## TASK PROMPT
Only the lines from the first line of the records through the line containing "Mark one point on every instance of the truck bed" belong in the answer. Copy them exactly.

Source records:
--- START ---

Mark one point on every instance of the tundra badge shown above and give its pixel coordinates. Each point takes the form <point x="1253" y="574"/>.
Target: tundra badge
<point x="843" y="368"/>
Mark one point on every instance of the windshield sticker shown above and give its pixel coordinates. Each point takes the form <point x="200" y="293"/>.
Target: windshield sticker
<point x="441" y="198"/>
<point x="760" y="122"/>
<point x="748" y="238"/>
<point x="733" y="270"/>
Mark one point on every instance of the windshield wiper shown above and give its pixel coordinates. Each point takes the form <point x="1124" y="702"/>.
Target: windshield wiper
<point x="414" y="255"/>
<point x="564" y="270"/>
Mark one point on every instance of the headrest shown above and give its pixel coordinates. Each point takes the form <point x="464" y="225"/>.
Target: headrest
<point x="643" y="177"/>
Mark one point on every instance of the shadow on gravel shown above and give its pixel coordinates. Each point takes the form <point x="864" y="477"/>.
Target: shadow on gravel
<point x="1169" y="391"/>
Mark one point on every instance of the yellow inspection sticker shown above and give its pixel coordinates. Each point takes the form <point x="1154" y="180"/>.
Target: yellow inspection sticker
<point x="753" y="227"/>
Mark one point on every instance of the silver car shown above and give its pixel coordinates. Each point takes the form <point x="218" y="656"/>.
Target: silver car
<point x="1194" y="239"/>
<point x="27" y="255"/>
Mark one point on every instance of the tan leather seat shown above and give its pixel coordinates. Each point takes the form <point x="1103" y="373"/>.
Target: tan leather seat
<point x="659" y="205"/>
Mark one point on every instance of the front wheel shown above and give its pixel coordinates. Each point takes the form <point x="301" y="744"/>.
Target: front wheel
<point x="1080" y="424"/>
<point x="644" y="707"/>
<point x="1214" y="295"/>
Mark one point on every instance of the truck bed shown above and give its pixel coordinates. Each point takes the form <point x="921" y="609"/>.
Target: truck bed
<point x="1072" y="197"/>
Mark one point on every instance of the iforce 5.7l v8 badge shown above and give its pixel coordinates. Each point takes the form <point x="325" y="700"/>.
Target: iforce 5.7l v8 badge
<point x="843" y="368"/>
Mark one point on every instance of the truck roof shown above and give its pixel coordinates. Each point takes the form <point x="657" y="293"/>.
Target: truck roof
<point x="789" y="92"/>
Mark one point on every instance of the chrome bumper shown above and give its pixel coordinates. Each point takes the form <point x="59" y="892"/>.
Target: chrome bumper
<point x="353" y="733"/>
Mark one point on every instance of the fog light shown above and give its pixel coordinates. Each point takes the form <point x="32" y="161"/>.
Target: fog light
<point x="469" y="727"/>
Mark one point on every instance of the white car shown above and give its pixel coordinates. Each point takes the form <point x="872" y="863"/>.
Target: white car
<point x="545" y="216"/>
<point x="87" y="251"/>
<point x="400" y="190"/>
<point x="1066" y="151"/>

--- END ---

## SOLUTION FOR THIS PROBLEM
Mark one point on every instance of the tundra badge shown above and give its pixel coordinates. Each point takes the form <point x="1253" y="574"/>.
Target: tundra badge
<point x="843" y="368"/>
Mark one point on every instance of the windshield sticker shown above and give its pixel coordinates. Each point takes the form <point x="200" y="293"/>.
Target: windshield sticker
<point x="441" y="198"/>
<point x="760" y="122"/>
<point x="748" y="238"/>
<point x="733" y="270"/>
Mark one point on every instance of the windshield wiper shown above and give its pixel coordinates. Each point takes the form <point x="1124" y="702"/>.
Target: windshield wiper
<point x="414" y="255"/>
<point x="564" y="270"/>
Mark one point on every instance of the headrest shown above and give its pixel coordinates. Each point takes the form <point x="464" y="225"/>.
Target: headrest
<point x="643" y="177"/>
Mark one point on every instance of the shadow on gravel shown above and give its pixel coordinates. Each point takes the form <point x="864" y="477"/>.
Target: shadow on gravel
<point x="1169" y="391"/>
Mark one point on every instance of the yellow inspection sticker shown above and give its pixel coordinates. Each point takes the form <point x="1154" y="180"/>.
Target: yellow inspection sticker
<point x="753" y="227"/>
Mark one point on every instance of the silver car shown above and give its pixel coordinates. Each point takes the form <point x="218" y="656"/>.
Target: silver car
<point x="1194" y="239"/>
<point x="27" y="255"/>
Mark one point on every instance of the tan leather seat shown above and give its pixel coordinates. Each point takes the form <point x="1103" y="373"/>.
Target: tan leather seat
<point x="659" y="205"/>
Mark one point on every instance of the front wheel shown above and give its pixel coordinates. Each point takes the form <point x="301" y="744"/>.
Target: front wheel
<point x="1080" y="424"/>
<point x="644" y="707"/>
<point x="1214" y="295"/>
Mark one point on every instance of the truck bed shown above and give its pixel coordinates. Each point takes the form <point x="921" y="609"/>.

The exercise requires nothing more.